▶ [What is being asked]: All of the material below is to be repeated exactly.

☆ ☆ ☆ ☆

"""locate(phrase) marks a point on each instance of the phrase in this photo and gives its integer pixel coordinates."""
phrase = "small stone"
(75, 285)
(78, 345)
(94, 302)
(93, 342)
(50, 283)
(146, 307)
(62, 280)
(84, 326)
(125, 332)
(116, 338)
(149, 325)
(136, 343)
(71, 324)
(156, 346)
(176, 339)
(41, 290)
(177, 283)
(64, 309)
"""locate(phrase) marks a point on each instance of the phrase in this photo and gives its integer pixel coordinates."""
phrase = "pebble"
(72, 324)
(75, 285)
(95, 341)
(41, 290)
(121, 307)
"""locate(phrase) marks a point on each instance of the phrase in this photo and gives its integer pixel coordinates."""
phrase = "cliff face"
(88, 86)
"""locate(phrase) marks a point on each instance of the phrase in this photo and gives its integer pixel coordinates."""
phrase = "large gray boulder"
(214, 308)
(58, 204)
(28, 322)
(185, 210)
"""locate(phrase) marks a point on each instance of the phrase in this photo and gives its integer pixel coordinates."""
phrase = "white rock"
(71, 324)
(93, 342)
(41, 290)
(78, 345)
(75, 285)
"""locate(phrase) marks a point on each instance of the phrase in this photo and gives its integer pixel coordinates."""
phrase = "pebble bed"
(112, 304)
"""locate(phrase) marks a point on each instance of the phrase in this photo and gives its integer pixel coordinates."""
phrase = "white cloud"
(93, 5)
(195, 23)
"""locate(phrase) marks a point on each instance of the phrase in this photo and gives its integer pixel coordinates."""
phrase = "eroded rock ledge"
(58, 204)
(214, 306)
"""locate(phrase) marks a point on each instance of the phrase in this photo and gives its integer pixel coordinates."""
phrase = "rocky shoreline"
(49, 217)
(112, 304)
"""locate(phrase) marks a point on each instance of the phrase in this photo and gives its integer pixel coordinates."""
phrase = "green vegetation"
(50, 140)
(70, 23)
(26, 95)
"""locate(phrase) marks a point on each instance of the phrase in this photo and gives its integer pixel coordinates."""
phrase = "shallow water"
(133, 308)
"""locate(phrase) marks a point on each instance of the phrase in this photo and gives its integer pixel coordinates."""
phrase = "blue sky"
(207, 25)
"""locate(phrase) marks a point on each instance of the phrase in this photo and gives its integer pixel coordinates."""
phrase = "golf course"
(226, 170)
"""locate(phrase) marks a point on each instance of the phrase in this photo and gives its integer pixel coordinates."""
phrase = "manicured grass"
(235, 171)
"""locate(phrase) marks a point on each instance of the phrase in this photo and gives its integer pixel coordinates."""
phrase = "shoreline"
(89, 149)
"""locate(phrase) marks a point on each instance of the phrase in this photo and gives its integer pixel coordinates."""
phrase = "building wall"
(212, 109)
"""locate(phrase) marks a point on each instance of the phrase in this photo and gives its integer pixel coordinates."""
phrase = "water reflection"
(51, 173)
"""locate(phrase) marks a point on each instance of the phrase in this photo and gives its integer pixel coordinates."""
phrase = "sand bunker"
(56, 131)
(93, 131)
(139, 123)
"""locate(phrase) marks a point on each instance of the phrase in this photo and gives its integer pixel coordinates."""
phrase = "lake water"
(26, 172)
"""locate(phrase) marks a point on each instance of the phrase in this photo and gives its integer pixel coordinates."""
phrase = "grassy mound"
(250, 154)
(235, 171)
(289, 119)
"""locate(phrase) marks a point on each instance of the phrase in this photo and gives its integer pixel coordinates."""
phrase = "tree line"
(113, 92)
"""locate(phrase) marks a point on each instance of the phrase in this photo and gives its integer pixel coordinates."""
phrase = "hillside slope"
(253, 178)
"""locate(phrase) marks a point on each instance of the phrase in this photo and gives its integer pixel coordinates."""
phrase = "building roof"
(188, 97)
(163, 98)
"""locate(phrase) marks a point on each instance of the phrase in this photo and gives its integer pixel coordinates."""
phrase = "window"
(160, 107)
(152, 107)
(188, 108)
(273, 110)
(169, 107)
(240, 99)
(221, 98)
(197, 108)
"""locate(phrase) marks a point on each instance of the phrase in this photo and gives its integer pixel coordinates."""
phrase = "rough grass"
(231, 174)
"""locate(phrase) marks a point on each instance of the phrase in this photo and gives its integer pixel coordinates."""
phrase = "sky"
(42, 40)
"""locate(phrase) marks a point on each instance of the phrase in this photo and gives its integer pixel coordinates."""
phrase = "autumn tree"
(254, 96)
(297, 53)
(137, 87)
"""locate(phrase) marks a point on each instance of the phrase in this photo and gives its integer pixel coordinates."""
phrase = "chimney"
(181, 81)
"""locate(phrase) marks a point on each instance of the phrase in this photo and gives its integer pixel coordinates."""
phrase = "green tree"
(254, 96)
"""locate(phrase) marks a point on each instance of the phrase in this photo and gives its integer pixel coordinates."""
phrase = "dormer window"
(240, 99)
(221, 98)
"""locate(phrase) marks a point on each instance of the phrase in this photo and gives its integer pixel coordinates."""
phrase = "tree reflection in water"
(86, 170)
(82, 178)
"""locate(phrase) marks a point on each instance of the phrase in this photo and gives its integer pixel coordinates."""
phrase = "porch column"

☆ ☆ ☆ ☆

▶ [The response]:
"""locate(phrase) marks a point on each instance of the phrase in this photo and gives its integer pixel coordinates."""
phrase = "small stone"
(75, 285)
(78, 345)
(94, 302)
(93, 342)
(50, 283)
(146, 307)
(62, 280)
(84, 326)
(125, 332)
(116, 338)
(149, 325)
(136, 343)
(71, 324)
(156, 346)
(176, 339)
(41, 290)
(177, 283)
(64, 309)
"""locate(phrase) marks a point on each instance of the phrase in this photo and gives its integer pixel coordinates."""
phrase = "pebble"
(72, 324)
(75, 285)
(95, 341)
(41, 290)
(121, 307)
"""locate(phrase) marks a point on each instance of the phrase in this photo and gives its integer pixel coordinates."""
phrase = "cliff face"
(88, 86)
"""locate(phrase) marks a point on each instance of the phrase in this photo and gives its integer pixel coordinates."""
phrase = "large gray boulder"
(214, 308)
(58, 204)
(28, 322)
(185, 210)
"""locate(phrase) marks a point on each instance of the phrase in this photo and gives its integer pixel coordinates."""
phrase = "white rock"
(71, 324)
(93, 342)
(41, 290)
(78, 345)
(75, 285)
"""locate(phrase) marks a point on each instance of the phrase in this photo and gives its integer pixel coordinates."""
phrase = "pebble bed"
(112, 304)
"""locate(phrase) marks a point on each instance of the phrase in this photo and gives its integer pixel coordinates."""
phrase = "white cloud"
(93, 5)
(195, 23)
"""locate(phrase) marks a point on each instance of the phrase in this photo and gives its integer pixel coordinates."""
phrase = "eroded rock ledge"
(58, 204)
(214, 306)
"""locate(phrase) marks a point on each instance of the phrase in this photo and gives its integer pixel coordinates."""
phrase = "rocky shoreline"
(49, 217)
(112, 304)
"""locate(phrase) marks a point on each instance of the phrase in this photo and gives its integer pixel coordinates."""
phrase = "green vegetation"
(50, 140)
(70, 23)
(26, 95)
"""locate(phrase) marks a point on each instance of the phrase in this photo and gives its integer pixel coordinates."""
phrase = "shallow water"
(133, 308)
"""locate(phrase) marks a point on each instance of the phrase in this photo and gives its integer pixel coordinates."""
phrase = "blue sky"
(207, 25)
"""locate(phrase) marks a point on each instance of the phrase in this photo and gives its integer pixel coordinates."""
phrase = "golf course"
(226, 170)
"""locate(phrase) marks a point on each instance of the phrase in this photo and gives its integer pixel coordinates."""
phrase = "manicured grass"
(235, 171)
"""locate(phrase) marks a point on each instance of the phrase in this photo and gives its integer pixel coordinates."""
phrase = "shoreline"
(89, 149)
"""locate(phrase) marks a point on each instance of the phrase in this photo and gives its integer pixel coordinates."""
phrase = "building wall"
(212, 109)
"""locate(phrase) marks a point on each instance of the phrase in this photo and gives its integer pixel coordinates."""
phrase = "water reflection"
(51, 173)
"""locate(phrase) marks a point on each instance of the phrase in this photo and gives its integer pixel coordinates."""
phrase = "sand bunker"
(56, 131)
(93, 131)
(139, 123)
"""locate(phrase) marks a point on each instance of the phrase in this photo and gives its integer pixel coordinates."""
phrase = "lake water"
(26, 172)
"""locate(phrase) marks a point on each instance of the phrase in this photo and gives its integer pixel coordinates."""
phrase = "grassy mound"
(250, 154)
(235, 171)
(289, 119)
"""locate(phrase) marks a point on each instance of the phrase in this photo and gives its integer pixel coordinates."""
phrase = "tree line"
(113, 92)
"""locate(phrase) marks a point on each instance of the phrase in this photo and gives its integer pixel coordinates."""
phrase = "hillside slope"
(253, 178)
"""locate(phrase) marks a point on each instance of the phrase in this photo and gives its integer pixel coordinates."""
phrase = "building roof"
(188, 97)
(163, 98)
"""locate(phrase) marks a point on each instance of the phrase in this photo and gives its integer pixel coordinates."""
phrase = "window"
(160, 107)
(152, 107)
(188, 108)
(273, 110)
(169, 107)
(240, 99)
(221, 98)
(197, 108)
"""locate(phrase) marks a point on each instance of the phrase in this photo and gives its integer pixel coordinates."""
phrase = "rough grass"
(231, 174)
"""locate(phrase) marks a point on each instance of the phrase in this photo and gives its integer pixel coordinates."""
phrase = "sky"
(42, 40)
"""locate(phrase) marks a point on each instance of the phrase in this photo and gives its integer pixel coordinates."""
phrase = "autumn tree"
(254, 96)
(297, 53)
(137, 87)
"""locate(phrase) marks a point on each instance of the phrase in this photo and gives its integer pixel coordinates."""
phrase = "chimney"
(181, 81)
"""locate(phrase) marks a point on each instance of the phrase in this photo and gives its integer pixel coordinates."""
phrase = "green tree"
(254, 96)
"""locate(phrase) marks a point on each instance of the phrase in this photo and gives its integer pixel coordinates."""
phrase = "dormer window"
(240, 99)
(221, 98)
"""locate(phrase) marks a point on each instance of the phrase in this photo and gives its integer pixel coordinates."""
phrase = "tree reflection in water"
(86, 170)
(82, 178)
"""locate(phrase) marks a point on each instance of the phrase in this photo and gives its integer pixel coordinates."""
phrase = "porch column"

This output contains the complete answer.